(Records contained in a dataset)
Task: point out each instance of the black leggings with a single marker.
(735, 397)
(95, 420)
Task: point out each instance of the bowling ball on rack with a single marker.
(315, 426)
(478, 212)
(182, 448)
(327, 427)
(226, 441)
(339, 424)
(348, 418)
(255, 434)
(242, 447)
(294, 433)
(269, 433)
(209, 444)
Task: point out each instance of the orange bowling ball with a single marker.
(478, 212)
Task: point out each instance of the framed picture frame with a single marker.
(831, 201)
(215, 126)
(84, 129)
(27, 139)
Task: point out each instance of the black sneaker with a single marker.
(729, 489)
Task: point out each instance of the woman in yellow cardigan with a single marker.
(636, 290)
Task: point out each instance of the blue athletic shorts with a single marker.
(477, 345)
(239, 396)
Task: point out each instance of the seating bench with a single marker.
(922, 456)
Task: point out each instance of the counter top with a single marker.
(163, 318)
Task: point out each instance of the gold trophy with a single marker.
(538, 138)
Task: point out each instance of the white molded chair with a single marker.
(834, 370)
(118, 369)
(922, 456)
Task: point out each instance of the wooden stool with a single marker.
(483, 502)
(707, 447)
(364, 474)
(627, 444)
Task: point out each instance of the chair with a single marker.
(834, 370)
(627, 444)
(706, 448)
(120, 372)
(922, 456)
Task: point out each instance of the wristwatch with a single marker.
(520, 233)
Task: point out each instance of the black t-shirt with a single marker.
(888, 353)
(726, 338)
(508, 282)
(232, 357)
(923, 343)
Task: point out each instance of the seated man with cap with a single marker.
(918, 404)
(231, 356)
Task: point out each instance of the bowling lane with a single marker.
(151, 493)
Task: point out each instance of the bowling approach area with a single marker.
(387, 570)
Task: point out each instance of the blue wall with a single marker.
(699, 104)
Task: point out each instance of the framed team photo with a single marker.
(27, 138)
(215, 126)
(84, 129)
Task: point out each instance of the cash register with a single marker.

What you need to do: Exactly the lines from the one holding "Task: point out each instance of the seated" through the end of the data are to be repeated, with both ends included.

Task answer:
Task: point out each instance of the seated man with cap with a single marker.
(918, 404)
(231, 356)
Task: point out each instance of the bowling lane with a single marker.
(151, 493)
Task: point out each instance of the bowling approach area with a single marker.
(387, 570)
Task: point out each instance of the blue wall with a single marker.
(699, 104)
Task: point out each instance of the framed team photo with a single marker.
(27, 138)
(215, 126)
(84, 129)
Task: point out each instance of the cash register with a single marker.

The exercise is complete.